The acid concentration generated by exposure can be defined by the following equation as a result of analysis by FTIR (Fourier transform infrared spectroscopy).
[Hpag] = 1-EXP (-C * E) (Formula 1)

In this equation, [Hpag] is the normalized acid generation concentration, C is the acid generation reaction constant (cm ² / mJ), and E is the exposure energy (mJ / cm ² ). Details of this equation are described in Non-Patent Document 1, for example.

  FIG. 1B is a graph showing an example of a change in optical characteristics of the resist film 16 due to irradiation with ultraviolet light. In the chemically amplified resist having the above composition, the optical characteristics change due to PAG decomposition and deprotection reaction caused by energy irradiation. This graph shows the UV light (wavelength) generated by a deuterium lamp generated by applying a chemically amplified positive resist (model number: FEP171) manufactured by Fuji Film Electronics Materials, Inc., which is a chemically amplified resist having the above composition, on a glass substrate. An example of a transmittance spectrum before and after irradiation in the case of irradiation with 190 to 400 nm) is shown.

  In the mask blank 10 with a resist film, since there is a thin film 14 serving as a light shielding layer, even if the transmittance of the resist film 16 changes, the transmittance of the entire mask blank 10 with resist film does not substantially change. . However, when the transmittance of the resist film 16 changes, the reflectance also changes according to the change. Therefore, by measuring the reflectance, for example, the acid generation concentration in the resist film 16 can be quantified, and the sensitivity of the resist film 16 can be evaluated.

  FIG. 2 shows an example of the configuration of the sensitivity evaluation apparatus 100 used for evaluating the sensitivity of the resist film 16. The sensitivity evaluation apparatus 100 is an apparatus used in the exposure measurement process in the manufacturing process of the mask blank 10 with a resist film. The exposure measurement process is a process performed after the application of the resist film 16, and the surface of the resist film 16 is exposed to ultraviolet light, and the amount of reflected ultraviolet light reflected from the resist film 16 is measured. Moreover, in the manufacturing process of the mask blank 10 with a resist film, a sensitivity evaluation process is performed after the exposure measurement process. In the sensitivity evaluation step, the sensitivity of the resist film 16 is evaluated based on the amount of reflected light measured in the exposure measurement step.

  In this example, the sensitivity evaluation apparatus 100 includes a stage 102, a UV light source unit 104, a UV light irradiation unit 106, a light receiving unit 108, a spectroscope 110, a stage controller 112, and a control unit 114. The stage 102 is a table for holding the mask blank 10 with a resist film on the upper surface. The UV light source unit 104 is a light source that generates ultraviolet light. The UV light source unit 104 preferably generates deep ultraviolet light. In this example, the UV light source unit 104 is a deuterium lamp, and generates ultraviolet light having a wavelength of 190 to 400 nm, for example, according to an instruction from the control unit 114.

▸ **Dataset content**:

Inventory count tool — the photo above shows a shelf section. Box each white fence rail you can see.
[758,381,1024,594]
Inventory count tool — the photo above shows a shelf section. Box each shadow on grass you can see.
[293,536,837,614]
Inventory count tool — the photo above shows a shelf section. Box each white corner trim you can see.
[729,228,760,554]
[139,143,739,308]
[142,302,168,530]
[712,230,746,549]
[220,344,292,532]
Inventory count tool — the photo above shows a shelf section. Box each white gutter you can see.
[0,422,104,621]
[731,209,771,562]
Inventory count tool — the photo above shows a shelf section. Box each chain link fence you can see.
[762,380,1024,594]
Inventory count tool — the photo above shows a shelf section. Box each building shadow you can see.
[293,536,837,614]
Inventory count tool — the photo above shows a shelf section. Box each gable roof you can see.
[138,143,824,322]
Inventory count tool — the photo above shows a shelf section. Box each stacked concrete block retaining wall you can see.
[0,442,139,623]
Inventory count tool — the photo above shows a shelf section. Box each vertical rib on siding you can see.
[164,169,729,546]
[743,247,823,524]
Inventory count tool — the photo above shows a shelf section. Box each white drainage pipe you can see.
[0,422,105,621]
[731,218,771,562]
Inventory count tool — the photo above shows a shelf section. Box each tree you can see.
--
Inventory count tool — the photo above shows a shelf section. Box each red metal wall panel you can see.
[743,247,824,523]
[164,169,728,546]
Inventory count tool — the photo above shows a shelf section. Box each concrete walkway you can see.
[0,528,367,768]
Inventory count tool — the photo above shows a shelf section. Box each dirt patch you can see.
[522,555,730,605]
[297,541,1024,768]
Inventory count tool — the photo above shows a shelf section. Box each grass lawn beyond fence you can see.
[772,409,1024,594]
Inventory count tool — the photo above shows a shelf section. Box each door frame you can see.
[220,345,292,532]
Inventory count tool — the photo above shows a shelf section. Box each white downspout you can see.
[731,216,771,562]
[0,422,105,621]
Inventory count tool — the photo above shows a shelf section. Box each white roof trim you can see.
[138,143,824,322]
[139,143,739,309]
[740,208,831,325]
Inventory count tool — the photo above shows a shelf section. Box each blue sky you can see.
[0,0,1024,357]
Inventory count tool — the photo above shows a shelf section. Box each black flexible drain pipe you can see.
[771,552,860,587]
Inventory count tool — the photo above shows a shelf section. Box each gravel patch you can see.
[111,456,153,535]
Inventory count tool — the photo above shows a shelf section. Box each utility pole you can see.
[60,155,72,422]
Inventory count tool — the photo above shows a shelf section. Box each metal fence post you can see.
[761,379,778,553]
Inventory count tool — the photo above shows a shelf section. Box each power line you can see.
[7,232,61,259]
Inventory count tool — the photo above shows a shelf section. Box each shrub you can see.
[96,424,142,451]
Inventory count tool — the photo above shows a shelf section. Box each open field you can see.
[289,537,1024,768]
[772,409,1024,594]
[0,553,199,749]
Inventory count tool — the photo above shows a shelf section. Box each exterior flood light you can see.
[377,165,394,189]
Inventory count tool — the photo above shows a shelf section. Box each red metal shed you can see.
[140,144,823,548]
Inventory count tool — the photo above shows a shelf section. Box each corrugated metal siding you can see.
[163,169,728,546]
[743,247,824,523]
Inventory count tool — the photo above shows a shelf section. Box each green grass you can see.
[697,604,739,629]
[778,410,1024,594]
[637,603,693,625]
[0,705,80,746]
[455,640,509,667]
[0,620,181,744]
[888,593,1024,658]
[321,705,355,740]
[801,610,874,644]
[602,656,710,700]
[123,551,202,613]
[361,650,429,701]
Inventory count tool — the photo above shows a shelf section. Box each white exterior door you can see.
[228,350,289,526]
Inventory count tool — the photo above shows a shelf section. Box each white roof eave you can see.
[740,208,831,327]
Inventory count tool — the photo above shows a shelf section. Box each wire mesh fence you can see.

▸ **Problems to solve**:
- a) Retype the portion of the passage on resist film sensitivity evaluation between "In this equation, [Hpag]" and "1, for example.", inclusive.
- b) Reproduce the lines of the listing between the line holding "on grass you can see." and the line holding "[743,247,823,524]", inclusive, with nothing changed.

▸ **Solutions to the exercise**:
- a)
In this equation, [Hpag] is the normalized acid generation concentration, C is the acid generation reaction constant (cm ² / mJ), and E is the exposure energy (mJ / cm ² ). Details of this equation are described in Non-Patent Document 1, for example.

- b)
Inventory count tool — the photo above shows a shelf section. Box each shadow on grass you can see.
[293,536,837,614]
Inventory count tool — the photo above shows a shelf section. Box each white corner trim you can see.
[729,228,760,554]
[139,143,739,308]
[142,302,168,530]
[712,230,746,549]
[220,344,292,532]
Inventory count tool — the photo above shows a shelf section. Box each white gutter you can see.
[0,422,104,621]
[731,209,771,562]
Inventory count tool — the photo above shows a shelf section. Box each chain link fence you can see.
[762,380,1024,594]
Inventory count tool — the photo above shows a shelf section. Box each building shadow you can see.
[293,536,837,614]
Inventory count tool — the photo above shows a shelf section. Box each gable roof you can see.
[138,143,824,322]
Inventory count tool — the photo above shows a shelf section. Box each stacked concrete block retaining wall you can see.
[0,442,139,623]
Inventory count tool — the photo above shows a shelf section. Box each vertical rib on siding you can see.
[164,169,729,546]
[743,247,823,524]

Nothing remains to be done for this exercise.